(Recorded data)
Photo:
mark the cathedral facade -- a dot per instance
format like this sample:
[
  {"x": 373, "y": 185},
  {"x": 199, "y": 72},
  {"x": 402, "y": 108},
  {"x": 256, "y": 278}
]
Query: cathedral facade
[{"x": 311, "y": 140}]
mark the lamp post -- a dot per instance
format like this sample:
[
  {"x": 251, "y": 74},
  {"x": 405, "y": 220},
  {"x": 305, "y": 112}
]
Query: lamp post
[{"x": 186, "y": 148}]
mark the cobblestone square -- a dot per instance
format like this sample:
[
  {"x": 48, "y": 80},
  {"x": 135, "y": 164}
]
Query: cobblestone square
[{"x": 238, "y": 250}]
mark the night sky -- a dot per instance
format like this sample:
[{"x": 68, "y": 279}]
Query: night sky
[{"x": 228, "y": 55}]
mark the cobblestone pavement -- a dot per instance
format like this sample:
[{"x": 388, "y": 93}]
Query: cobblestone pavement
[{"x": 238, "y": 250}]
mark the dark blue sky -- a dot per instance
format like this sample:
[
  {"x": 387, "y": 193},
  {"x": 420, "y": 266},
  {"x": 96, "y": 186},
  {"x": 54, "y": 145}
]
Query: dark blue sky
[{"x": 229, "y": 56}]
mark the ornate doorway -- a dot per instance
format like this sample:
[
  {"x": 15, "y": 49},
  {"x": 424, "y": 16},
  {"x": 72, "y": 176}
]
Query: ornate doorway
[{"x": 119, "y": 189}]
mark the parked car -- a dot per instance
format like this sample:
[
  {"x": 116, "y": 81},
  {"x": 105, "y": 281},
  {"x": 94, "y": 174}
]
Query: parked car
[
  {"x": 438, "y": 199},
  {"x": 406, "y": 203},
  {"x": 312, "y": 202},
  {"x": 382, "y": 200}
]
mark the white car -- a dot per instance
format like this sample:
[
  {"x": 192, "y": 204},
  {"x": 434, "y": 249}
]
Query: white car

# WHAT YOU SHOULD DO:
Write down every line of the data above that includes the string "mark".

# SOLUTION TO THE EXERCISE:
mark the cathedral facade -- a dot per instance
mark the lamp post -- a dot per instance
mark the cobblestone square -- a dot per instance
mark the night sky -- a dot per instance
mark the cobblestone pavement -- a dot per instance
mark the dark blue sky -- a dot per instance
mark the ornate doorway -- a dot per instance
mark the parked car -- a dot per instance
mark the white car -- a dot per instance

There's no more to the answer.